• _Required action_
The answer is the full set of records, given again exactly and without images.

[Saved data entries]
+---+

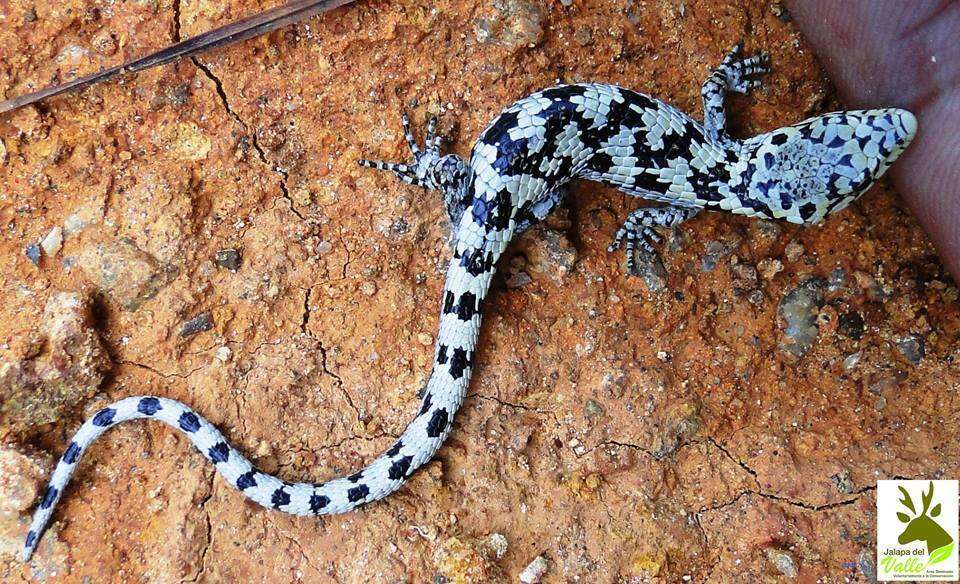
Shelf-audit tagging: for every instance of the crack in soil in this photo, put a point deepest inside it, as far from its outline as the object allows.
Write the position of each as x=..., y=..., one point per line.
x=261, y=153
x=209, y=533
x=155, y=371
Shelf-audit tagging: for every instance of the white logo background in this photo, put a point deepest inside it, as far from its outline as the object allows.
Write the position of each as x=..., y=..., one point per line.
x=909, y=561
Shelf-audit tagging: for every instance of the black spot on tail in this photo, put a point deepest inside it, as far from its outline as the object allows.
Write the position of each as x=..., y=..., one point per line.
x=459, y=362
x=104, y=417
x=318, y=502
x=189, y=422
x=468, y=306
x=48, y=497
x=280, y=498
x=427, y=402
x=72, y=453
x=395, y=449
x=148, y=406
x=778, y=139
x=219, y=452
x=437, y=423
x=358, y=493
x=399, y=469
x=246, y=480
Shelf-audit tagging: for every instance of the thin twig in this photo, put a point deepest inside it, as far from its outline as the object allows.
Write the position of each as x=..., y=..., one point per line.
x=243, y=29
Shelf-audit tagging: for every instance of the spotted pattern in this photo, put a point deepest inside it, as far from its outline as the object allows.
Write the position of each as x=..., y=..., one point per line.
x=517, y=174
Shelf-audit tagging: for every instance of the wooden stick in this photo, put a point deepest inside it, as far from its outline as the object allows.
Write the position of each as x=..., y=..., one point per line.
x=243, y=29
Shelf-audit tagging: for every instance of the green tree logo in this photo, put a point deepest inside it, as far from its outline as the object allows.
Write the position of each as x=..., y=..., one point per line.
x=924, y=528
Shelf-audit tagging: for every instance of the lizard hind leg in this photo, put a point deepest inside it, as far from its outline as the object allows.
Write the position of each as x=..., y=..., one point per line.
x=416, y=170
x=638, y=230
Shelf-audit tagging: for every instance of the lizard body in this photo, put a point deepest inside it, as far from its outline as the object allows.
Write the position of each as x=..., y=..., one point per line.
x=516, y=174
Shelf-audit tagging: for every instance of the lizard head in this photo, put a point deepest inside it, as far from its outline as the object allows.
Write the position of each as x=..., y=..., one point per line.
x=451, y=176
x=806, y=171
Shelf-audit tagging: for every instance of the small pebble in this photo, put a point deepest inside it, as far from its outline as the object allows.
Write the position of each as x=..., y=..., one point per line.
x=912, y=348
x=33, y=253
x=592, y=409
x=799, y=308
x=228, y=258
x=52, y=243
x=534, y=571
x=851, y=325
x=793, y=251
x=198, y=324
x=783, y=561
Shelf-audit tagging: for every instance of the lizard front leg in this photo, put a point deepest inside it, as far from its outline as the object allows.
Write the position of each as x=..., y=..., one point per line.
x=638, y=230
x=733, y=74
x=430, y=170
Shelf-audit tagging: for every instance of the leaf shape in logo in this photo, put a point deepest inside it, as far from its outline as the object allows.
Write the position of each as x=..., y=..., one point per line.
x=940, y=554
x=906, y=501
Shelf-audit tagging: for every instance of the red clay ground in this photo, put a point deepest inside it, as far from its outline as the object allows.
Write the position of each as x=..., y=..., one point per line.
x=724, y=420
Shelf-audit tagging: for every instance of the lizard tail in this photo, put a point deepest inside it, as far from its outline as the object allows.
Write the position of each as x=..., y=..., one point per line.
x=468, y=279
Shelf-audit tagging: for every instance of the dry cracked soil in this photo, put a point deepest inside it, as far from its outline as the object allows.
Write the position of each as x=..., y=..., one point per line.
x=202, y=231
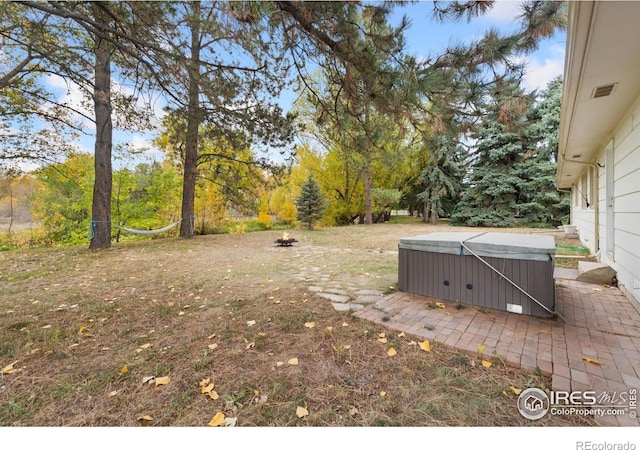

+---+

• _Exercise answer_
Shelf-audit tagging: for every instance of the crack in soil in this photo, put a point deepest inside it, as far from its outline as the object allows.
Write the position of each as x=..., y=..., one point per line.
x=261, y=153
x=209, y=533
x=155, y=371
Shelf-audit tagging: for every instance of the white logo background in this photo, put a point deepest inside it, as far from its outline as the object allows.
Write the position of each as x=..., y=..., one point per line.
x=909, y=561
Shelf-audit tagging: for every instance of the black spot on tail in this photo, put a point deepest inside it, as far from its outline as the object allows.
Write the position of each as x=..., y=..., one point per line.
x=459, y=362
x=104, y=417
x=318, y=502
x=189, y=422
x=468, y=306
x=48, y=497
x=280, y=498
x=427, y=402
x=72, y=453
x=395, y=449
x=148, y=406
x=778, y=139
x=219, y=452
x=437, y=423
x=358, y=493
x=399, y=469
x=246, y=480
Shelf-audit tagging: for every instance of the thin twig in this photo, put a point deepest inside it, as far from its outline as the object allows.
Write the position of each as x=..., y=..., one point per line.
x=243, y=29
Shelf-audit tagging: for every instance of the spotted pattern in this photo, put a point deepest inside it, as far from its outline as the object allows.
Write the position of each as x=..., y=..., one point per line.
x=517, y=174
Shelf-audit tagging: for every instance of the wooden stick in this photo, put a point deepest inside it, as far from its outline as the object allows.
Write the position of each as x=..., y=..., one point per line.
x=243, y=29
Shelf-audit tagging: for every instance of the green tree logo in this photo, put a point deepest inside it, as far from its outline as the object allows.
Write the position of each as x=..., y=..., one point per line.
x=924, y=528
Shelf-audit tagging: for every instance of the lizard hind leg in this photo, put a point deepest inside it, as far from its outline as the object allows.
Write the position of each as x=..., y=..., one point per line.
x=416, y=170
x=638, y=230
Shelf-audit tagging: for every instance of the lizard body in this photo, put a point deepest inside it, as far from its outline as the object allows.
Write the position of each as x=..., y=..., one point per line.
x=516, y=174
Shelf-audit tagging: for every instance of the lizard head in this photo, put a point deepest inside it, as far from its outline as the object allows.
Write the position of each as x=..., y=..., one point per line.
x=451, y=176
x=806, y=171
Shelf-audit tagging: for every instance of the small pebble in this photo, put a point deepest inside it, as far from its outline as the object allows.
Write the position of each as x=..., y=..., one point per line.
x=912, y=348
x=33, y=253
x=592, y=409
x=799, y=308
x=228, y=258
x=52, y=243
x=534, y=571
x=851, y=325
x=793, y=251
x=198, y=324
x=783, y=561
Shelf-audit tagging: for every instance of the lizard front leg in this photo, put a point deepest inside it, as far from its outline as the object allows.
Write the position of each as x=..., y=..., one point per line.
x=638, y=230
x=733, y=74
x=430, y=170
Shelf-audit tagging: for every instance of the leaf shape in logo in this photo, put a point deepest inside it, as far from its outline as the object allows.
Write the position of each as x=..., y=..., one point per line.
x=940, y=554
x=906, y=501
Shelf-audit tagging: for every instance of the red clay ground in this photo, put a point deepest inside it, as far from its outline as the object allows.
Write the position of each as x=..., y=..., one point per line.
x=724, y=420
Shelf-audit tagging: for every instance of the lizard tail in this photo, put a point deepest inside it, as far from its outline as the object allows.
Write the position of each as x=..., y=..., one point per line.
x=468, y=279
Shelf-audit tagging: for every instance of the dry cracked soil in this photo, put a point deepest inside it, as far from its outline as the object allows.
Write the position of each as x=..., y=..., one point per line.
x=202, y=231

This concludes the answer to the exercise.